##### Pagina #####

Nel maggio del '96 varie spedizioni, più o meno professionali, si contendono la scalata, compresa quella della A.C., guidata da Rob Hall, proprietario della baracca, esperto scalatore nonché futuro imminente padre. Salutata la compagna Jan con la promessa di fare ritorno per veder nascere la prole, si mette alla testa del suo drappello di eroi della domenica e inizia la scalata, mentre tutt'intorno altri plotoni di scalatori fanno altrettanto (non senza qualche gelosia reciproca). La prima metà di film (un'ora esatta) va via così, in salita. Gran fatica, condizioni estreme, entusiasmo a manetta, sforzo fisico immane che fa rima con grandi propositi esistenziali e filosofie di vita prgne di perché e di speranza. Poi inizia il secondo tempo, torvo, minaccioso e colmo di presagi funesti come la tempesta che si abbatte sulla vetta. I più scaltri hanno fatto tana libera tutti e sono corsi giù, qualcuno si attarda, qualcuno già non ce la fa più, c'è chi è in debito di ossigeno, e soprattutto Rob Hall è praticamente costretto a scortare in cima il lentissimo Doug Hansen, uno che si è incaponito ad andare a mettere una bandierina di una scolaresca di bambini proprio sul punto più alto dell'Everest. Tornare al campo base sarà un massacro.

#####

### La richiesta
Nella pagina sul film della scalata dell'Everest, chi guida la spedizione della A.C.?

##### Materiale elencato #####

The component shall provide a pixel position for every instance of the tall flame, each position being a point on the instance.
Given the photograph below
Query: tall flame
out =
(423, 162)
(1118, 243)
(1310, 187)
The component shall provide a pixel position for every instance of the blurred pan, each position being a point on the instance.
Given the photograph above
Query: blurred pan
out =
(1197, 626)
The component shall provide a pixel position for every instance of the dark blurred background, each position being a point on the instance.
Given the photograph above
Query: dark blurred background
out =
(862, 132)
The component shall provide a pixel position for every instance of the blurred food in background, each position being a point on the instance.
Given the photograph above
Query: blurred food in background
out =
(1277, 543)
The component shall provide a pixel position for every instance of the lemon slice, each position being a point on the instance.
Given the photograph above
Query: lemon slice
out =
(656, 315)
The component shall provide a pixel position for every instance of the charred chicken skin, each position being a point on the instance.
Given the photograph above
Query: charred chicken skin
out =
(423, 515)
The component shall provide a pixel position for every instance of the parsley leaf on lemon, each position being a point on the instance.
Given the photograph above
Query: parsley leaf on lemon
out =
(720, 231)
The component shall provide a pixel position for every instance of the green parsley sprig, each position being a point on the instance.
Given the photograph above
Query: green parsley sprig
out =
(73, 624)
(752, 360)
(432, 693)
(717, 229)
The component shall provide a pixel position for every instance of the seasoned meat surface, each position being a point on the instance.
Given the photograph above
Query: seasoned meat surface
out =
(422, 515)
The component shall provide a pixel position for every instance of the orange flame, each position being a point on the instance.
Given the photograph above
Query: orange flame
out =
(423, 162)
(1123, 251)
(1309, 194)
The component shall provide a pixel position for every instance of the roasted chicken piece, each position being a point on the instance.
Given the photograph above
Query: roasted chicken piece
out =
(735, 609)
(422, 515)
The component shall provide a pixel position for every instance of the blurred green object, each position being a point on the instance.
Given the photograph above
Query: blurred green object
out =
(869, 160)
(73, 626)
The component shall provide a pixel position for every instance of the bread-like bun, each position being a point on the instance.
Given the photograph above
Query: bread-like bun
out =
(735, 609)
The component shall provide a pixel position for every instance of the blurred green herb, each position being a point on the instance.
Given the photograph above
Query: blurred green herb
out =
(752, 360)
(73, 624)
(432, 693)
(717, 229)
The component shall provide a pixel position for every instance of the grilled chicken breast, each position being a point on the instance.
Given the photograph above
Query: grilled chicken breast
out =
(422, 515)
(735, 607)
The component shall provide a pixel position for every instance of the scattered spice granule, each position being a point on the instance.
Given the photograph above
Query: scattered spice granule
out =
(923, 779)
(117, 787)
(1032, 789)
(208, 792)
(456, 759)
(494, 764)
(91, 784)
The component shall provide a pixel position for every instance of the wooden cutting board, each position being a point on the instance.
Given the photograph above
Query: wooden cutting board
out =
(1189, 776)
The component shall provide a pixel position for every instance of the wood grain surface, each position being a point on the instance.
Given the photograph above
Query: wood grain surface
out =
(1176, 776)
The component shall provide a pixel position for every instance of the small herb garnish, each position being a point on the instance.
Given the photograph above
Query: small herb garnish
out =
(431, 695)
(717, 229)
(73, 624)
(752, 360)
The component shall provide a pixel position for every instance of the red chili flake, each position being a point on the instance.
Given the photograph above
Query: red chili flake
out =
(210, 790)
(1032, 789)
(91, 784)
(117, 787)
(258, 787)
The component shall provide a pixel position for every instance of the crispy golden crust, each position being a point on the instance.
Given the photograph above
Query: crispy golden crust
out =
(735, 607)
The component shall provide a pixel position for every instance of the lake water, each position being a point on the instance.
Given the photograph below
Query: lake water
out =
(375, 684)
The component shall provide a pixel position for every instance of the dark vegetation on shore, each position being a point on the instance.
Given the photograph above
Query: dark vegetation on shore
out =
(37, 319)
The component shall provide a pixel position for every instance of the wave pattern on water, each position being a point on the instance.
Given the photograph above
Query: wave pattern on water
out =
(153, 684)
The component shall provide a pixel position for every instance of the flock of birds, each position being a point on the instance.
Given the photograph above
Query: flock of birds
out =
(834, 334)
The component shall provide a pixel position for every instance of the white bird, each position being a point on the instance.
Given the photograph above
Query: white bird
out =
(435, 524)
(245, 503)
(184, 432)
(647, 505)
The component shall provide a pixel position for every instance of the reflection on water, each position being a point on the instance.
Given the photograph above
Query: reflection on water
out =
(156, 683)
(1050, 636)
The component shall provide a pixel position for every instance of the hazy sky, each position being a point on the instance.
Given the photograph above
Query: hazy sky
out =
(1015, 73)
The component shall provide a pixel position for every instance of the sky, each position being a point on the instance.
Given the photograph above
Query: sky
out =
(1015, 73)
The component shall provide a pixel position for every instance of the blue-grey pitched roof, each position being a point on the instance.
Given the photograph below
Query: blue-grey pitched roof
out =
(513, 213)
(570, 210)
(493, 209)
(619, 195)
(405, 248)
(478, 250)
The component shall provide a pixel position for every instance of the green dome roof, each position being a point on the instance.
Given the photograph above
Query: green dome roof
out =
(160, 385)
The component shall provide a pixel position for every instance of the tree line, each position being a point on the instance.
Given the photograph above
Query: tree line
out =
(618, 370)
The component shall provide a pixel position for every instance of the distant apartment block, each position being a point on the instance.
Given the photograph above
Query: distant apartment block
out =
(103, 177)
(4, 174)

#####

### Risposta scritta
La guida Rob Hall, proprietario della baracca, esperto scalatore e futuro padre.